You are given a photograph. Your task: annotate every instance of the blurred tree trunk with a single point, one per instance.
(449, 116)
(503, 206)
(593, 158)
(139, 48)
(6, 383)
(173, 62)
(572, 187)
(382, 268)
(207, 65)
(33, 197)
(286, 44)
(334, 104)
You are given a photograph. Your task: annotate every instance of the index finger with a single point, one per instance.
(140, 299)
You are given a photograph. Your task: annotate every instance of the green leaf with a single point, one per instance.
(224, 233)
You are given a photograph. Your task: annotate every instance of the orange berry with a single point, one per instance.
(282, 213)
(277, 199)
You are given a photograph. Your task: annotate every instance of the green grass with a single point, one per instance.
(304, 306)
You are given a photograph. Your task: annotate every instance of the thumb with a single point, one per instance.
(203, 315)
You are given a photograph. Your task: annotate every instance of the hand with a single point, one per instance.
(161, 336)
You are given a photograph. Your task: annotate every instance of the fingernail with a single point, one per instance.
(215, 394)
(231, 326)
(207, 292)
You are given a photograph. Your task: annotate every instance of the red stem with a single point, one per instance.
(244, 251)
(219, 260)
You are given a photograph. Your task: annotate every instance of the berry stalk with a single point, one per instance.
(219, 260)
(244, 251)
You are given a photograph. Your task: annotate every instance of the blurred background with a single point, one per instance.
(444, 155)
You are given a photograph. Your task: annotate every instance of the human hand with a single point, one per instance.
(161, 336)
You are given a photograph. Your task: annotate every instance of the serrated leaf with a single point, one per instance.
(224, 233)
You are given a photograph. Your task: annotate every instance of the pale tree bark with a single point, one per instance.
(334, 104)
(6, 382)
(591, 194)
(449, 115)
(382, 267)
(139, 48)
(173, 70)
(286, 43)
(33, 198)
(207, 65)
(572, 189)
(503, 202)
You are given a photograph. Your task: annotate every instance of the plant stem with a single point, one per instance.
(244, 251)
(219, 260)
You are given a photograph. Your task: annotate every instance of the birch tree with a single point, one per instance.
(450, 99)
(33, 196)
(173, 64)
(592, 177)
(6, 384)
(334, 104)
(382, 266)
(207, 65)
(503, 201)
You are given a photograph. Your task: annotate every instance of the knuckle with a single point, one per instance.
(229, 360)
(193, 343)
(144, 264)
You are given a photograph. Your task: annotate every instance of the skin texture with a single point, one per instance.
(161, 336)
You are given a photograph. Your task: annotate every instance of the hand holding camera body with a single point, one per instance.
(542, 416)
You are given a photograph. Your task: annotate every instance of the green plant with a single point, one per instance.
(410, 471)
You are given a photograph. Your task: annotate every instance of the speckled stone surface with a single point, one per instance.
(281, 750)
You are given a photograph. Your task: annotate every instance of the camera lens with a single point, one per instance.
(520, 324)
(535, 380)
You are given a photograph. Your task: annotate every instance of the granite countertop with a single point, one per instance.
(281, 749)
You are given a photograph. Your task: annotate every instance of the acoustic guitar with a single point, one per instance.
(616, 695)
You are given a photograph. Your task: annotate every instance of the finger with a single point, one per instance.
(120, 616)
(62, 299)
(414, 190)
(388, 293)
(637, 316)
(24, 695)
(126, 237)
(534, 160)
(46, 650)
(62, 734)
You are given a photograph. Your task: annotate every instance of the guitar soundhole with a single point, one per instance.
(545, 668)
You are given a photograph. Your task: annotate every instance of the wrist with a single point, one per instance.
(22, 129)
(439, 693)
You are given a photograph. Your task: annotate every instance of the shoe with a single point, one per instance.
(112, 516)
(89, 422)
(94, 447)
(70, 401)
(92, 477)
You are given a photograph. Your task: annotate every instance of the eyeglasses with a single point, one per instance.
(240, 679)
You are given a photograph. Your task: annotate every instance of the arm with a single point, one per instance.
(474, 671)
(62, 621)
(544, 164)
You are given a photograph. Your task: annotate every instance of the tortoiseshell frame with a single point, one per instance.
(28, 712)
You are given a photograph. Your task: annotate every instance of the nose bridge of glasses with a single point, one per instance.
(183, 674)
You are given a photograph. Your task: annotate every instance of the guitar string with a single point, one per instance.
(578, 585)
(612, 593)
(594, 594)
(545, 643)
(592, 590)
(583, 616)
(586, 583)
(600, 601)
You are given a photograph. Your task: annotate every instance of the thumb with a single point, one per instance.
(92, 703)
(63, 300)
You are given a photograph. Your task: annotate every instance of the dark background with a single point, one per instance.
··········
• Aim: Rescale the point coordinates in the part of the records above that opens with the line containing "arm with a single point, one per instance." and closes at the end of the records. Give every line of that part again, requests included, with each coordinate multiplied by 1.95 and rounded to a whole number (halves up), and give nothing else.

• Exercise output:
You are given a photograph. Your task: annotate every instance of the arm with a single point, one per instance.
(924, 1308)
(121, 1211)
(1061, 320)
You are given a photograph. Your task: annotate every instance of the tortoiseshell frame with a single point, one per instance.
(55, 1388)
You are given a photograph. Your task: annotate every instance of the nose bridge of glasses with a single point, one per instance.
(357, 1314)
You are given a photograph. Your task: annotate every instance of the guitar string with a single point, one per instance.
(1127, 1141)
(1193, 1156)
(1158, 1158)
(1063, 1254)
(1154, 1151)
(1137, 1201)
(1143, 1137)
(1170, 1172)
You are given a photograph. Your task: annotate every instance of the thumb with a single point, one per instance.
(179, 1371)
(123, 585)
You are given a photograph. Your task: annotate every instance of the dark background with a single point, one per instance.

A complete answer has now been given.